In addition to these newly commissioned pieces, the exhibition Solidary & Solitary: The Joyner/Giuffrida Collection focuses on the history of abstract art by African-American artists from the 1940s to the present and how black blackness and social change were interpreted through abstraction. The front exhibition hall is dedicated to a survey of works from two of the most important African-American figures in abstract expressionism, color field, and lyrical abstraction, Norman Lewis and Sam Gilliam. Upon entry, viewers took in the golden hues of Lewis’ piece Afternoon. The vibrant yellow, overlayed with orange, blue, and pink linework mimics a field of wildflowers under the sun’s horizon. Many of Lewis’ pieces include intricate and detailed lines and figures, some overt like those in Conversation (Two Abstract Heads) while other pieces include a playful element of small stick figurines juxtaposed alongside abstract lines like hidden messages to the viewer. Sam Gilliam’s work is more geometric and tactile. His piece, Stand, is dipped and hung out to dry with its partially bundled cloth fanning out and tie-dyed with colorful drips of paint. Gilliam’s wood works are layered with collage and show as great a depth as his paintings. During this time there wasn’t much freedom for black artists to simply create artworks in any style without somehow magnifying “blackness” as a theme or signifier. These works represent the broadening of what it meant to be an artist and not simply a black artist; in and of itself a political act.
════
STATED GOAL 1 :: Retype the passage on the Joyner/Giuffrida exhibition word for word.
The passage on the Joyner/Giuffrida exhibition has no connection to the records.

DATASET EXCERPTS ::
════
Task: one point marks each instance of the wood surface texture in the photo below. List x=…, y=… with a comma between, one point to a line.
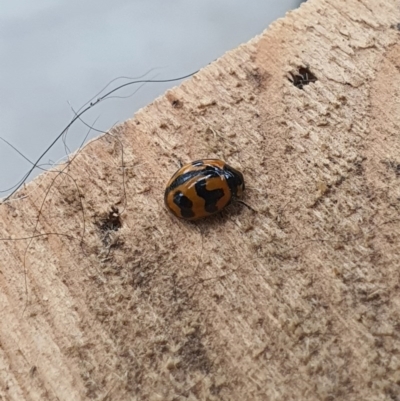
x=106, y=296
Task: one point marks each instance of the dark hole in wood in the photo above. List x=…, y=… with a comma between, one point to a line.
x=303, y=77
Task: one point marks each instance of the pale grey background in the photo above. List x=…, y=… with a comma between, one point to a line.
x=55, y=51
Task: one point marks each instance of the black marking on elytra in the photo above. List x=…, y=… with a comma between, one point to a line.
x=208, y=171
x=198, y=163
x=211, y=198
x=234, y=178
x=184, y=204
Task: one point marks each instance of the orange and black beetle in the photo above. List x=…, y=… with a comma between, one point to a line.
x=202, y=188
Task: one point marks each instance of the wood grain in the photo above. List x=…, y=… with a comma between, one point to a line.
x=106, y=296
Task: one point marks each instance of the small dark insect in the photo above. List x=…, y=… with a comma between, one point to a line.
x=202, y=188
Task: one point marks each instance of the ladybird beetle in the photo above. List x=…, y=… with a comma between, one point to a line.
════
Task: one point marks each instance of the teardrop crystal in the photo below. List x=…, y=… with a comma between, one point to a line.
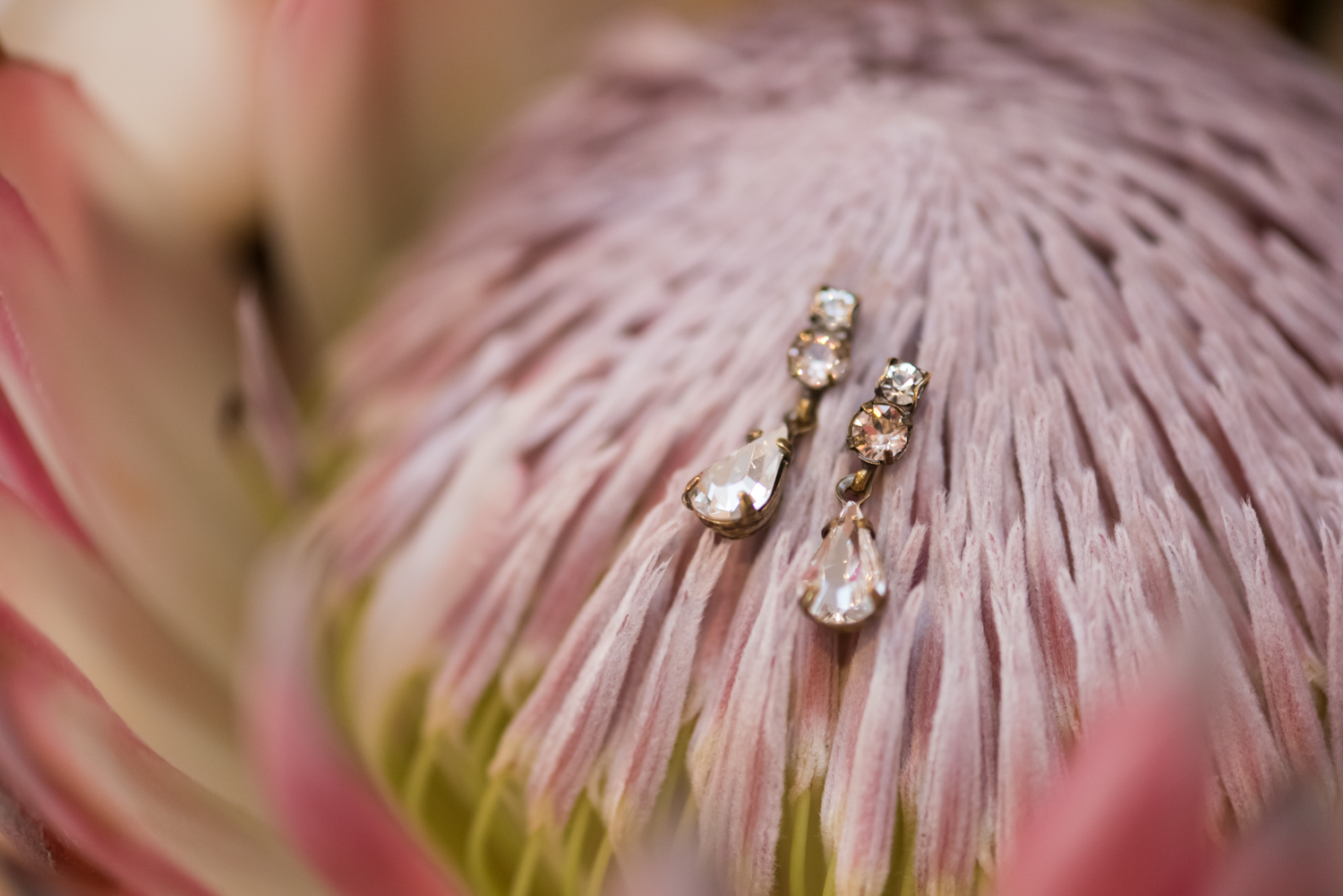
════
STATED GOAL 2 :: Reproduce only the stretch of the records from the line containing "Task: one point marks each instance of the small" through the line containing "Task: one point marks each instance of the ladybird", both ends included.

EXERCISE RESPONSE 1 ::
In addition to these newly commissioned pieces, the exhibition Solidary & Solitary: The Joyner/Giuffrida Collection focuses on the history of abstract art by African-American artists from the 1940s to the present and how black blackness and social change were interpreted through abstraction. The front exhibition hall is dedicated to a survey of works from two of the most important African-American figures in abstract expressionism, color field, and lyrical abstraction, Norman Lewis and Sam Gilliam. Upon entry, viewers took in the golden hues of Lewis’ piece Afternoon. The vibrant yellow, overlayed with orange, blue, and pink linework mimics a field of wildflowers under the sun’s horizon. Many of Lewis’ pieces include intricate and detailed lines and figures, some overt like those in Conversation (Two Abstract Heads) while other pieces include a playful element of small stick figurines juxtaposed alongside abstract lines like hidden messages to the viewer. Sam Gilliam’s work is more geometric and tactile. His piece, Stand, is dipped and hung out to dry with its partially bundled cloth fanning out and tie-dyed with colorful drips of paint. Gilliam’s wood works are layered with collage and show as great a depth as his paintings. During this time there wasn’t much freedom for black artists to simply create artworks in any style without somehow magnifying “blackness” as a theme or signifier. These works represent the broadening of what it meant to be an artist and not simply a black artist; in and of itself a political act.

EXERCISE RESPONSE 2 ::
Task: one point marks each instance of the small dark insect in the photo above. List x=…, y=… with a comma between, one point to a line.
x=202, y=188
Task: one point marks each instance of the ladybird beetle in the photo above. List x=…, y=… with a comma between, one point to a line.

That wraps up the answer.